:: Página ::

^^^^

Por último, y llegando al tema central del libro, descubrí que había un concepto que tenían en común todas las tradiciones políticas que venía explorando, y era justamente el concepto de comunidad. ¿Cómo se relacionan la comunidad organizada de Perón, la comuna/comunismo del marxismo y la comunidad sin obra de los posestructuralistas? Comunología está escrito desde esa zona franca donde conversan Marx, Perón y Badiou, Octubre del 17, Octubre del 45 y Mayo del 68. ¿Y cómo se relacionan todos esos “modelos de comunidad” con la experiencia, que no dudaría en llamar comunitaria, expresada por la militancia en tanto espacio cotidiano del compartir y de la confianza? Una tendencia al análisis a través de pares opuestos y lo más simétricos posibles me llevó a buscar el reverso del concepto de comunidad. A individualismo, para cumplir ese papel, le faltaba proporción y novedad. Me socorrieron entonces dos autores, que en realidad no encajaban en ninguna de las bibliotecas preexistentes, aportando la noción de inmunidad: Roberto Esposito y Peter Sloterdijk.

^^^^

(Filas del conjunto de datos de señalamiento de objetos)
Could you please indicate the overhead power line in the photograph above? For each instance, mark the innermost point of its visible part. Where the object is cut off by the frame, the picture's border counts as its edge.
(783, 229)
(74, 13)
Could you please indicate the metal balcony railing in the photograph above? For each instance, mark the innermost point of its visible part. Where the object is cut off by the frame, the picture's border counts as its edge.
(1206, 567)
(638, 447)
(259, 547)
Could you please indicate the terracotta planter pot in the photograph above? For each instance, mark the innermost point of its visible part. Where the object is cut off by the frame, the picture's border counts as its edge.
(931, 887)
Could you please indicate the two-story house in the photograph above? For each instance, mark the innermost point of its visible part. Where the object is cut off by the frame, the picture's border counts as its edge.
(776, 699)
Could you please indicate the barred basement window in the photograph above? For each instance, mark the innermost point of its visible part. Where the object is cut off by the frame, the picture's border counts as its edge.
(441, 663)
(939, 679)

^^^^

:: El ejercicio ::
Según la página, ¿qué dos autores aportaron la noción de inmunidad?

:: Solución del problema ::
Roberto Esposito y Peter Sloterdijk.